**Direction:**
Repeat every one of the entries below word for word, changing nothing.

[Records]
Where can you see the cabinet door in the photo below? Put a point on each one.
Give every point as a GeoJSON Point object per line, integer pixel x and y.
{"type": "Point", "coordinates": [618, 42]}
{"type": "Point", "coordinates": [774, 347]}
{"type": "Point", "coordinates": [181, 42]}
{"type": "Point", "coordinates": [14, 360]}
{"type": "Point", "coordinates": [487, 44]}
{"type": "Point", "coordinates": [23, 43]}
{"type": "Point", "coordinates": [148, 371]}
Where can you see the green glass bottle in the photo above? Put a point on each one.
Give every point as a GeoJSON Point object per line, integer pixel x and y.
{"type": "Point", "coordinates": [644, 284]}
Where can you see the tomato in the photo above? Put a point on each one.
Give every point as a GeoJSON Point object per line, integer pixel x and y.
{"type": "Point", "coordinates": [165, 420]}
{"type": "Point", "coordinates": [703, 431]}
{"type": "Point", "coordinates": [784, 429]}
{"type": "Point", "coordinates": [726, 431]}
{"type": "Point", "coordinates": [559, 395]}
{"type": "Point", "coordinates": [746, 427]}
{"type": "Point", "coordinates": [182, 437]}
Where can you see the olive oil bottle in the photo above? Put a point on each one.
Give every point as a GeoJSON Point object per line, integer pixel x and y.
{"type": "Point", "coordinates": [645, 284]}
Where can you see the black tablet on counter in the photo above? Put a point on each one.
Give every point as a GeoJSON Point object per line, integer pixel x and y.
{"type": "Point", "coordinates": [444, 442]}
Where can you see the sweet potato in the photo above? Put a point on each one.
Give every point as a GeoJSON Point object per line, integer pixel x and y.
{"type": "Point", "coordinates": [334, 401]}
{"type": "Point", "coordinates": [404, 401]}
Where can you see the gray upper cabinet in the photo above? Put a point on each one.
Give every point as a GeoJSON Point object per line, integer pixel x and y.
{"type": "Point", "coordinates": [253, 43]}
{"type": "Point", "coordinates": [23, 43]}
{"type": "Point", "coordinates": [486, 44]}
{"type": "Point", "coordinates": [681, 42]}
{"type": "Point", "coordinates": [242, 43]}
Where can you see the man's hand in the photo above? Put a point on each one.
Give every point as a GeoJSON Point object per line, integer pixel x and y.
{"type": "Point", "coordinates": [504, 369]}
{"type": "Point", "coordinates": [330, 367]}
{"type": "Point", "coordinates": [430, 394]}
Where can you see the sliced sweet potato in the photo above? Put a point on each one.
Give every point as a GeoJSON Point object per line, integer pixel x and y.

**Output of the task:**
Where can you see the cabinet door in the photo below? Put a point on each one.
Give every point as a GeoJSON Point object per line, integer pixel x and y.
{"type": "Point", "coordinates": [618, 42]}
{"type": "Point", "coordinates": [774, 347]}
{"type": "Point", "coordinates": [181, 42]}
{"type": "Point", "coordinates": [14, 360]}
{"type": "Point", "coordinates": [487, 44]}
{"type": "Point", "coordinates": [23, 43]}
{"type": "Point", "coordinates": [148, 371]}
Where can you see the green glass bottle in the photo above? Put a point on each one.
Give every point as a GeoJSON Point object per line, integer pixel x and y.
{"type": "Point", "coordinates": [644, 284]}
Where can you see the tomato in the photo above? Put a point on each one.
Give every point as a GeoJSON Point object per line, integer pixel x and y.
{"type": "Point", "coordinates": [165, 420]}
{"type": "Point", "coordinates": [703, 431]}
{"type": "Point", "coordinates": [784, 429]}
{"type": "Point", "coordinates": [726, 431]}
{"type": "Point", "coordinates": [559, 395]}
{"type": "Point", "coordinates": [746, 427]}
{"type": "Point", "coordinates": [182, 437]}
Where can you see the olive oil bottle in the photo above? Put a point on each one.
Give every point as a GeoJSON Point object per line, integer pixel x and y.
{"type": "Point", "coordinates": [645, 284]}
Where can you see the black tablet on counter in the photo above? Put a point on each one.
Give every point as a GeoJSON Point object per line, integer pixel x and y.
{"type": "Point", "coordinates": [444, 442]}
Where can you see the sweet potato in the photo above? Put a point on each one.
Give every point as a GeoJSON Point object per line, integer pixel x and y.
{"type": "Point", "coordinates": [334, 401]}
{"type": "Point", "coordinates": [404, 401]}
Where can you see the gray upper cabinet in the photo above? Put a point on each one.
Give every point as a GeoJSON Point object per line, integer pixel x and y.
{"type": "Point", "coordinates": [253, 43]}
{"type": "Point", "coordinates": [23, 43]}
{"type": "Point", "coordinates": [486, 44]}
{"type": "Point", "coordinates": [681, 42]}
{"type": "Point", "coordinates": [242, 43]}
Where can you see the man's hand in the photo above? Put a point on each one.
Give every point as a GeoJSON Point object per line, integer pixel x and y.
{"type": "Point", "coordinates": [504, 369]}
{"type": "Point", "coordinates": [330, 367]}
{"type": "Point", "coordinates": [430, 394]}
Where can you see the sliced sweet potato in the photo above? Put a point on each one.
Give every point as a GeoJSON Point object per line, integer pixel x and y.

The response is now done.